--- LISTED RECORDS Enclosed Below ---
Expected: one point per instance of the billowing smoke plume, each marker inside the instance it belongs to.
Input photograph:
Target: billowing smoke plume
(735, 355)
--- End of Enclosed LISTED RECORDS ---
--- LISTED RECORDS Enclosed Below ---
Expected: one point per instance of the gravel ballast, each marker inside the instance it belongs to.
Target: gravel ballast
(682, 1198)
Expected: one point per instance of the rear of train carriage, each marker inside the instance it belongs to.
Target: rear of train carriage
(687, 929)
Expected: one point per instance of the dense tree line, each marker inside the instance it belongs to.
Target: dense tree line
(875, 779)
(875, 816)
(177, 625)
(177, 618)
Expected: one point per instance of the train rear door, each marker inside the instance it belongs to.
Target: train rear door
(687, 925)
--- End of Enclosed LISTED RECORDS ---
--- LISTED RECORDS Enclosed Below ---
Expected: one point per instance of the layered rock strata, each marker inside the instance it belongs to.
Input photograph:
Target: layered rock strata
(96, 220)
--- End of Enclosed LISTED RECORDS ---
EXERCISE DESCRIPTION =>
Give every line of the material that includes the string "point".

OUTPUT FOR THIS TASK =>
Expected: one point per instance of the billowing smoke plume, each marker inside the instance it belongs to.
Expected: one point per instance of the gravel ballast, each marker inside the instance it belongs to.
Expected: one point per instance of the rear of train carriage, each marker inside the instance it belongs to.
Expected: one point per instance of the dense tree line, each marker inside the instance it belongs to.
Expected: one point per instance of the train rear door, each marker inside the instance it belongs to.
Expected: one point per instance of the layered rock strata, each marker inside the instance it belongs to.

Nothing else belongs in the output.